• _WORK ITEM_:
Can you copy the Margaret Anne Staggers profile from "- Died: January" to "of Medicine (MD)", changing "Spouses" to "Husbands"?

EXCERPTED TEXT below:

Member of the West Virginia House of Delegates from the 29th district
- In office 2007–2014 Serving with David Perry and John Pino
- Preceded by: Tom Louisos

Personal details
- Born: January 12, 1945 Naval Air Station Patuxent River, St. Mary's County, Maryland, U.S.
- Died: January 1, 2026 (aged 80)
- Party: Democratic
- Spouses: ; Hawey Aldophus Wells Jr. ​ ​(m. 1968)​ Robert Alexander Underwood;
- Relations: Harley Orrin Staggers, Jr. (brother)
- Children: 3
- Parent: Harley Orrin Staggers, Sr. (father)
- Education: West Virginia University School of Medicine (MD)
- Occupation: Politician; emergency physician; paramedic;

= Margaret Anne Staggers =

American politician (1945–2026)

Margaret Anne Staggers (January 12, 1945 – January 1, 2026) was an American politician who was a Democratic member of the West Virginia House of Delegates and served as an Assistant Majority Whip. Staggers was also an emergency physician.

== Early life and education ==
Staggers was born on January 12, 1945, at Naval Air Station Patuxent River in St. Mary's County, Maryland, and was the eldest child and daughter of Harley Orrin Staggers, Sr. (August 3, 1907 – August 20, 1991) and his wife Mary Casey Staggers. At the time of her birth, Staggers' father was serving as a lieutenant commander in the United States Naval Air Corps in both the European and Pacific theaters during World War II. In 1948, Staggers' father was elected to the United States House of Representatives from West Virginia's 2nd congressional district, where he served until 1981.

She earned her M.D. in 1969 from the West Virginia University School of Medicine, after which she completed her residency in emergency medicine.

== Medical career ==
Staggers was an emergency room physician practicing at Beckley Appalachian Regional Hospital in Beckley, West Virginia. In addition to her emergency medicine practice, Staggers serves as the medical director of multiple emergency medical services and emergency operations centers in Fayette, Wyoming, Raleigh, and Boone counties in West Virginia.

She briefly considered retiring from emergency medicine at Beckley Appalachian Regional Hospital following a July 7, 2011, incident in which an elderly female patient attacked Staggers as she attempted to provide aid to the woman. The patient scratched Staggers' face, drawing blood. Staggers returned to her legislative duties in Charleston the week after the attack.

== Political activities ==
Staggers served as a delegate to the 1976 Democratic National Convention at Madison Square Garden in New York City where she voted to nominate United States Senator Robert Byrd as the Democratic candidate for the 1976 United States presidential election.

End of EXCERPTED TEXT.
DATA EXTRACTS below:

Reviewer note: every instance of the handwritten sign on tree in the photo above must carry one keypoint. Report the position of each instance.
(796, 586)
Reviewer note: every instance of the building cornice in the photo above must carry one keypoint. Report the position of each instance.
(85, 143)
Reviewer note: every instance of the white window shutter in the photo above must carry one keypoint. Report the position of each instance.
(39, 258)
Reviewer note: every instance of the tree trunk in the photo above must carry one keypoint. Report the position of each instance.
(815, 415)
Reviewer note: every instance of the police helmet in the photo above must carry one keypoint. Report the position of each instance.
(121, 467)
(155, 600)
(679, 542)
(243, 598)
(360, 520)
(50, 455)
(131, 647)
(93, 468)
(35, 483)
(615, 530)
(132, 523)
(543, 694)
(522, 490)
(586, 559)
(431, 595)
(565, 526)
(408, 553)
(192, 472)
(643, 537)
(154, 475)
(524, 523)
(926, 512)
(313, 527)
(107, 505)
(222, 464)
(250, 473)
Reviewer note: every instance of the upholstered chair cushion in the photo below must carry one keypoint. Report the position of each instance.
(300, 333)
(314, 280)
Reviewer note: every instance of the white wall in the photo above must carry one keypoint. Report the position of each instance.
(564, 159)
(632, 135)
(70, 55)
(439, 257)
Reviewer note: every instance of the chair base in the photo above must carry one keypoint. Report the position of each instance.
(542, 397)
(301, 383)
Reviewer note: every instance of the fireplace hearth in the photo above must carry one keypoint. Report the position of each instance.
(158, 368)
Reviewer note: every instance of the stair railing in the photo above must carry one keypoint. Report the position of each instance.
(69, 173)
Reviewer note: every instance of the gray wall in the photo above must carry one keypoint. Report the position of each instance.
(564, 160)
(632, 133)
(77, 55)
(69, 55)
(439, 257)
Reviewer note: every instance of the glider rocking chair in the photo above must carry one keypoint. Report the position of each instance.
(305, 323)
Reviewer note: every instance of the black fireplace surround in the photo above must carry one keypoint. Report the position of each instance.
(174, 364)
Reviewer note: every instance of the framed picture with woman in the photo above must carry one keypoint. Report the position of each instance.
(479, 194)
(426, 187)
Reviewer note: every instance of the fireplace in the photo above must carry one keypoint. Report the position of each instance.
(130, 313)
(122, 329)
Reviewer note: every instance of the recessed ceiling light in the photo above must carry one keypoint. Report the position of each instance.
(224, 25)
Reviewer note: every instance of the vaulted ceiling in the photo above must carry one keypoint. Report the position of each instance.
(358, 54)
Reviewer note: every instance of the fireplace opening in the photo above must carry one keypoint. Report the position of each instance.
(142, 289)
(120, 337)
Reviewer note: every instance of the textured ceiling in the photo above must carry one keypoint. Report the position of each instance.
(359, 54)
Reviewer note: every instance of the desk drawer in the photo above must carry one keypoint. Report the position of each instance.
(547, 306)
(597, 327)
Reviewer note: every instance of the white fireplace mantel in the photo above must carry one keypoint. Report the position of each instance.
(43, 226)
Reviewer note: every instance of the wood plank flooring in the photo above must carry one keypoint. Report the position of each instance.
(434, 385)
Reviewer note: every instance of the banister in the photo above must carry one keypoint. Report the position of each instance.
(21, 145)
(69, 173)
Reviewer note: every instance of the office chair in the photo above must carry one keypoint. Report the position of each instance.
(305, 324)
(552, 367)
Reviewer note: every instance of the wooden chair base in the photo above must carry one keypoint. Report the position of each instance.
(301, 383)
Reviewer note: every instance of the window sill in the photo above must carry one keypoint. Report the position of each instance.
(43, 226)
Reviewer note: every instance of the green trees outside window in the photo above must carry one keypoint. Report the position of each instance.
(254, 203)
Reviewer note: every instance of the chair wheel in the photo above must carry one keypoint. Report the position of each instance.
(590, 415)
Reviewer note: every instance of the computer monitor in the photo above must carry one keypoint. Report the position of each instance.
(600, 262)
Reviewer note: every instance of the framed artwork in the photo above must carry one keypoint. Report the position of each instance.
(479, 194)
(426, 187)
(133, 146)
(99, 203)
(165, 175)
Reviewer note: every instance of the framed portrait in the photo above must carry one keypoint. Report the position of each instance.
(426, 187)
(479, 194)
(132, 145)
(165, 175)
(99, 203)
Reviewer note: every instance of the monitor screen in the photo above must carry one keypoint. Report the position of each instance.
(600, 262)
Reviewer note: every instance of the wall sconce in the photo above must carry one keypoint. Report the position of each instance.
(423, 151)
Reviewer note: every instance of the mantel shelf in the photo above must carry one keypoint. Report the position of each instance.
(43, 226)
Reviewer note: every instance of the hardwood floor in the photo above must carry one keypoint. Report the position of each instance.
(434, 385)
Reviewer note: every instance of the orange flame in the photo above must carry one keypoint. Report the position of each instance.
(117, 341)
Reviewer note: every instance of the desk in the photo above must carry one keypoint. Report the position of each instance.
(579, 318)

End of DATA EXTRACTS.

• _WRITTEN SOLUTION_:
- Died: January 1, 2026 (aged 80)
- Party: Democratic
- Husbands: ; Hawey Aldophus Wells Jr. ​ ​(m. 1968)​ Robert Alexander Underwood;
- Relations: Harley Orrin Staggers, Jr. (brother)
- Children: 3
- Parent: Harley Orrin Staggers, Sr. (father)
- Education: West Virginia University School of Medicine (MD)